**GIVEN TASK:**
From the post on changing the order of integration, copy the passage starting at "Change the order" and ending at "to circumvent this?".

**READING PASSAGE:**
/---

Change the order of integration & evaluate it.
$$ \int_{0}^{2a} \int_{0}^{\sqrt{2ax-x^2}} \phi'(y) \frac{(x^2+y^2)x}{\sqrt{(4a^2x^2-(x^2+y^2)^2})} dxdy $$
I changed the order but could'nt solve it. Is there any 'tricky' variable substitution involved ? I couldn't solve it even with polar co-ordinates due to the presence of $ \phi'(y) $ factor in the integrand? Is there a way to circumvent this?
We use substitutions $x' = x/a$ and $y=y'/a$ and omit primes:
$$ a^2\int_{0}^{2} \int_{0}^{\sqrt{2x-x^2}} \phi'(ay) \frac{(x^2+y^2)x}{\sqrt{4x^2-(x^2+y^2)^2}} dxdy $$
The integration happens in top half-circle with center $(1,0)$ and radius $1$. We swap order of integration: $$ \frac{a^2}2\int_0^1\phi'(ay)dy\int_{1-\sqrt{1-y^2}}^{1+\sqrt{1-y^2}}\frac{x^2+y^2}{\sqrt{4x^2-(x^2+y^2)^2}}(2xdx) $$
We make substitution $r = x^2+y^2-2$, $dr = 2xdx$. $$ \frac{a^2}2\int_0^1\phi'(ay)dy\int_{-2\sqrt{1-y^2}}^{2\sqrt{1-y^2}}\frac{r+2}{\sqrt{4(1-y^2)-r^2}}dr $$
We see, that there is odd ($r$) and even ($2$) component in integral over symmetric region. Odd component will vanish, so we left with: $$ 2a^2\int_0^1\phi'(ay)dy\int_{0}^{2\sqrt{1-y^2}}\frac{dr}{\sqrt{4(1-y^2)-r^2}} $$
Substitution $r=2t\sqrt{1-y^2}$: $$ 2a^2\int_0^1\phi'(ay)dy\int_{0}^{1}\frac{dt}{\sqrt{1-t^2}}=\pi a^2\int_0^1\phi'(ay)dy = \pi a \Big(\phi(a)-\phi(0)\Big) $$

\---

(Records of labeled points)

/---

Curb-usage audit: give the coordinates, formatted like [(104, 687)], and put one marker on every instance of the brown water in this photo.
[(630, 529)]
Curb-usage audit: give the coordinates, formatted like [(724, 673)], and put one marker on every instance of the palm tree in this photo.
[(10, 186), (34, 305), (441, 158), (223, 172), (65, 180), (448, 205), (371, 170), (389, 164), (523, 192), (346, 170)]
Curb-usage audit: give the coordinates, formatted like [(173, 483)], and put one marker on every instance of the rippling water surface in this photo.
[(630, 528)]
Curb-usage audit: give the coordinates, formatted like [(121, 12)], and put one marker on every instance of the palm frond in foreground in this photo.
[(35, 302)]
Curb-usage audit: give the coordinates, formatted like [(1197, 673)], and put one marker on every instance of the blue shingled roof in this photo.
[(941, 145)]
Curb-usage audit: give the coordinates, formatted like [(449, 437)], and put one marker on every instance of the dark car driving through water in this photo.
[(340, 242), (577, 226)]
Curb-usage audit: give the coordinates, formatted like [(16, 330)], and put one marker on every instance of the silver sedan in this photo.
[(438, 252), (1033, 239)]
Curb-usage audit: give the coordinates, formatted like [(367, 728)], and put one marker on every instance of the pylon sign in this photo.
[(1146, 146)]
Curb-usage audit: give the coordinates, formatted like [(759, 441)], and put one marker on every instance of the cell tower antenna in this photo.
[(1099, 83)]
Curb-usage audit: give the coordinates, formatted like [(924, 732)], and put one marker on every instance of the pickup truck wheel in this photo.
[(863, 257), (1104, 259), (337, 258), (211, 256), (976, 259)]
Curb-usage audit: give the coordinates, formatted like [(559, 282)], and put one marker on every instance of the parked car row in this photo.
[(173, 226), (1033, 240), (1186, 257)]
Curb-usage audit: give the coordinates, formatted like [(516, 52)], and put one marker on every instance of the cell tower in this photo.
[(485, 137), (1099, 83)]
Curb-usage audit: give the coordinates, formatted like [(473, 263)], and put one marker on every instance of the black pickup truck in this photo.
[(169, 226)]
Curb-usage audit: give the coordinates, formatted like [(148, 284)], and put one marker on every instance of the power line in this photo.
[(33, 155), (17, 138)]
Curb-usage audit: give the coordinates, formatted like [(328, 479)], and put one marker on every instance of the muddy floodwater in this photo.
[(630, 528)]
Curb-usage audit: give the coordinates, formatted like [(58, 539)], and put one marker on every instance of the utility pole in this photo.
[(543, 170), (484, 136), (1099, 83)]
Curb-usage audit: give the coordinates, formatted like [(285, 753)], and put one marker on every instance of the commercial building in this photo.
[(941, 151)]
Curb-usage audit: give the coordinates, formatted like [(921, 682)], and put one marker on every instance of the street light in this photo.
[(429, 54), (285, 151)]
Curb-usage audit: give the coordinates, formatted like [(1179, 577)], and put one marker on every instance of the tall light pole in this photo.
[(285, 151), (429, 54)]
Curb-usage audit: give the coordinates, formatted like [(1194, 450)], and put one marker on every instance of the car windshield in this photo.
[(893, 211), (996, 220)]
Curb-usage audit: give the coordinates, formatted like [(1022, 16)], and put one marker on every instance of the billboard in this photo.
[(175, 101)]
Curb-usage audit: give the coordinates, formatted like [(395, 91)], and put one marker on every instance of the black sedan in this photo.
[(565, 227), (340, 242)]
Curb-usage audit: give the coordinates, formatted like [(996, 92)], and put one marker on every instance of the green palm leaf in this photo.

\---

**REPLY TO THE EXERCISE:**
Change the order of integration & evaluate it.
$$ \int_{0}^{2a} \int_{0}^{\sqrt{2ax-x^2}} \phi'(y) \frac{(x^2+y^2)x}{\sqrt{(4a^2x^2-(x^2+y^2)^2})} dxdy $$
I changed the order but could'nt solve it. Is there any 'tricky' variable substitution involved ? I couldn't solve it even with polar co-ordinates due to the presence of $ \phi'(y) $ factor in the integrand? Is there a way to circumvent this?